Records from a point labeling set:
******

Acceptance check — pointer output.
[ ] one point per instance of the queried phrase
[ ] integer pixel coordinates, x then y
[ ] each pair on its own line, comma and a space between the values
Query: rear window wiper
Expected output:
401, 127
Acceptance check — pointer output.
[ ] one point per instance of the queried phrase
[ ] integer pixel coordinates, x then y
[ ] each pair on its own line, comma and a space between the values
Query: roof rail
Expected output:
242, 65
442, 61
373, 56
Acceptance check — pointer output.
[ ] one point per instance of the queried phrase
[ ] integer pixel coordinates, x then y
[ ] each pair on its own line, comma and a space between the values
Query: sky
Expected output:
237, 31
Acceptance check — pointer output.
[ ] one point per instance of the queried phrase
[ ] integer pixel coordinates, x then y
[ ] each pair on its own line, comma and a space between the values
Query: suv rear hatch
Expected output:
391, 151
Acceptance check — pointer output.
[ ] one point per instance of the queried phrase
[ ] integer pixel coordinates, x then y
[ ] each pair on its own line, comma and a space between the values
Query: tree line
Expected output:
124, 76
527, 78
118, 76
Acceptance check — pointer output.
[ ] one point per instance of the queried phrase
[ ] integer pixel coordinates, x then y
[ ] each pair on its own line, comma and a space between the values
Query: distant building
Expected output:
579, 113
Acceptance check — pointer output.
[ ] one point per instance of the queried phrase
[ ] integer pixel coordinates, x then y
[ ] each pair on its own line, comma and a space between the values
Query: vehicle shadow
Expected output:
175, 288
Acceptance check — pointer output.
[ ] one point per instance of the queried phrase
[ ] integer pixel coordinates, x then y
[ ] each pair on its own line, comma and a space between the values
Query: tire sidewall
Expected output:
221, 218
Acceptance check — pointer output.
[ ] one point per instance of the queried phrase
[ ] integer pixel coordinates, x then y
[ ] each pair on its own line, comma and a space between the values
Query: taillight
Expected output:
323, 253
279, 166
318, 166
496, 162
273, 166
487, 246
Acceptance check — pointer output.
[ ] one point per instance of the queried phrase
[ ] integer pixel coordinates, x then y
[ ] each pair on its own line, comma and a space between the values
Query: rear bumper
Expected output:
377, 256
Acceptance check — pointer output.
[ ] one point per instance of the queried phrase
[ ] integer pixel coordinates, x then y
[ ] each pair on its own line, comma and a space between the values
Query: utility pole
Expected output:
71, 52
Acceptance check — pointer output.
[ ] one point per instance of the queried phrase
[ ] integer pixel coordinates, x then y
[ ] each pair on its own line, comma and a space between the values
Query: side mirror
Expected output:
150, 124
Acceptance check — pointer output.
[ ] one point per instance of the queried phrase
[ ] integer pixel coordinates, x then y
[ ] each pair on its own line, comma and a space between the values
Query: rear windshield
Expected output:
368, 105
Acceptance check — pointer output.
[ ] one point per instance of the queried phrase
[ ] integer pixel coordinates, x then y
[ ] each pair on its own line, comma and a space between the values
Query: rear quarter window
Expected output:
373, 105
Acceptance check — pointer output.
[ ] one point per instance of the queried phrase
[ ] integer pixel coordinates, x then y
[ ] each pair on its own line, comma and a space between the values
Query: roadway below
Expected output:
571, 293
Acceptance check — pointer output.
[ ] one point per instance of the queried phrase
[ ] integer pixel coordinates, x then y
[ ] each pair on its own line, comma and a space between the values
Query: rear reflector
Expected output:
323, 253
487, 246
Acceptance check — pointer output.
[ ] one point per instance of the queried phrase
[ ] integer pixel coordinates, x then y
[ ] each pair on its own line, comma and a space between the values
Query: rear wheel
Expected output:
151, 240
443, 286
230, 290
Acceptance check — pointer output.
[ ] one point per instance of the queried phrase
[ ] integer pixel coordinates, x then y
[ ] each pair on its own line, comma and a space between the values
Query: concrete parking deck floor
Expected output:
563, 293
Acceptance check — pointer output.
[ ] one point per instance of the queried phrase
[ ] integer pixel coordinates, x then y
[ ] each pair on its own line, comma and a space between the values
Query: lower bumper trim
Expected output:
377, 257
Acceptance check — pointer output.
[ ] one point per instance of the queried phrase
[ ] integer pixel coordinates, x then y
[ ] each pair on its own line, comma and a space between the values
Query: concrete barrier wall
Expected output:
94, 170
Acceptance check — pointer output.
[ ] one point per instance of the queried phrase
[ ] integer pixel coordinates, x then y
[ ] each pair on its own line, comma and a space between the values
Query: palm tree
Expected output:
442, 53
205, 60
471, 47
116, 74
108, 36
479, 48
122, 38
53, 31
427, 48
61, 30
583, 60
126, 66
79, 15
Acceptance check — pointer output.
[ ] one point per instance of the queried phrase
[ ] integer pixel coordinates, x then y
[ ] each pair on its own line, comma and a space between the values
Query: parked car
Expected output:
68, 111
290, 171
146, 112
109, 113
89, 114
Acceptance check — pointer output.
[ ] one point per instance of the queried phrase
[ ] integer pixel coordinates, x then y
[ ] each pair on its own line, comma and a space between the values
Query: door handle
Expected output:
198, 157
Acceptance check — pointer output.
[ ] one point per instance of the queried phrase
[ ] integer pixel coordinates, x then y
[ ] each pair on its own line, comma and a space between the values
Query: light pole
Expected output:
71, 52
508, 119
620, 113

******

● Problem statement: Go through the listing above and restate it word for word.

● Solution to this problem:
Acceptance check — pointer output.
[ ] one point per instance of the queried phrase
[ ] integer pixel coordinates, x then y
[ ] each pair on its own line, comma and a space between the values
Query: rear window wiper
Expected output:
401, 127
Acceptance check — pointer output.
[ ] one point per instance of the queried phrase
[ ] integer pixel coordinates, x then y
[ ] each pair on its own line, comma and a space between the values
Query: roof rail
Expected output:
242, 65
442, 61
373, 56
Acceptance check — pointer output.
[ ] one point per instance of the queried phrase
[ ] integer pixel coordinates, x then y
[ ] each pair on its own line, comma and a space between the values
Query: sky
Expected output:
237, 31
Acceptance check — pointer output.
[ ] one point per instance of the queried phrase
[ ] integer pixel coordinates, x then y
[ ] each pair on its own line, comma and a space between the values
Query: suv rear hatch
Expected output:
391, 151
Acceptance check — pointer output.
[ ] one point per instance of the queried phrase
[ ] integer pixel coordinates, x then y
[ ] each pair on its own line, comma and a space between the values
Query: tree line
Expected output:
124, 76
527, 78
118, 76
Acceptance check — pointer output.
[ ] one point per instance of the queried phrase
[ ] integer pixel coordinates, x then y
[ ] each pair on its own line, comma and a space between the values
Query: distant building
Expected output:
579, 113
Acceptance check — pointer output.
[ ] one point per instance of the queried phrase
[ ] integer pixel coordinates, x then y
[ ] each pair on its own line, comma and a space between the values
Query: vehicle shadow
Expected output:
175, 288
Acceptance check — pointer output.
[ ] one point per instance of the queried phrase
[ ] integer pixel coordinates, x then y
[ ] each pair on its own line, comma and a space between the values
Query: tire sidewall
Expected output:
221, 218
Acceptance check — pointer output.
[ ] one point per instance of the queried phrase
[ ] integer pixel coordinates, x then y
[ ] each pair on its own line, comma and a space between the values
Query: taillight
Expected output:
323, 253
279, 166
318, 166
496, 162
273, 166
487, 246
Acceptance check — pointer output.
[ ] one point per instance of the queried phrase
[ ] integer pixel coordinates, x then y
[ ] each pair on its own line, comma and a space between the values
Query: rear bumper
Expected output:
377, 256
Acceptance check — pointer output.
[ ] one point per instance of the queried phrase
[ ] integer pixel coordinates, x then y
[ ] each pair on its own line, comma and a space between the values
Query: utility pole
Expected output:
71, 52
Acceptance check — pointer output.
[ ] one point per instance of the queried phrase
[ ] integer pixel coordinates, x then y
[ ] each pair on its own line, comma and a space between the values
Query: side mirror
Expected output:
150, 124
Acceptance check — pointer output.
[ ] one point per instance of the queried phrase
[ ] integer pixel coordinates, x then y
[ ] each pair on its own line, comma and a space between the values
Query: rear windshield
Expected output:
368, 105
Acceptance check — pointer output.
[ ] one point per instance of the queried phrase
[ ] integer pixel coordinates, x then y
[ ] each pair on its own line, comma and a space between the values
Query: rear quarter window
Expected output:
373, 105
Acceptance check — pointer output.
[ ] one point per instance of the queried phrase
[ ] integer pixel coordinates, x then y
[ ] each pair on its own line, comma and a space between the values
Query: roadway below
Expected output:
571, 293
Acceptance check — pointer output.
[ ] one point per instance of the queried phrase
[ ] integer pixel coordinates, x then y
[ ] each pair on its own line, comma and a space between the values
Query: rear reflector
Expected output:
323, 253
487, 246
Acceptance check — pointer output.
[ ] one point per instance of the queried phrase
[ ] integer pixel coordinates, x then y
[ ] each pair on its own line, comma and a space between the values
Query: rear wheel
Expected output:
151, 240
443, 286
230, 290
Acceptance check — pointer output.
[ ] one point per instance of the queried phrase
[ ] integer pixel coordinates, x then y
[ ] each pair on its own line, comma and a space between the values
Query: concrete parking deck floor
Expected output:
563, 293
Acceptance check — pointer output.
[ ] one point per instance of the queried phrase
[ ] integer pixel coordinates, x then y
[ ] each pair on its own line, comma and a space between the values
Query: lower bumper trim
Expected output:
377, 257
Acceptance check — pointer output.
[ ] one point per instance of the queried phrase
[ ] integer pixel coordinates, x then y
[ ] each pair on its own line, comma and a space between the values
Query: concrete barrier wall
Expected output:
94, 170
Acceptance check — pointer output.
[ ] one point per instance of the queried phrase
[ ] integer pixel coordinates, x then y
[ ] each pair on its own line, comma and a space between the values
Query: palm tree
Expected output:
442, 53
205, 60
471, 47
116, 74
108, 36
479, 48
122, 38
53, 31
427, 48
61, 30
583, 60
126, 66
79, 15
Acceptance check — pointer output.
[ ] one point per instance of the queried phrase
[ ] integer pixel coordinates, x then y
[ ] each pair on its own line, comma and a space between the values
Query: parked car
Expected output:
68, 111
290, 171
146, 112
109, 113
89, 114
Acceptance check — pointer output.
[ ] one point per instance of the queried phrase
[ ] integer pixel coordinates, x then y
[ ] each pair on its own line, comma and a space between the values
Query: door handle
Expected output:
198, 157
Acceptance check — pointer output.
[ ] one point per instance of the queried phrase
[ ] integer pixel coordinates, x then y
[ ] each pair on its own line, comma and a space between the values
Query: light pole
Expected output:
71, 52
508, 119
620, 113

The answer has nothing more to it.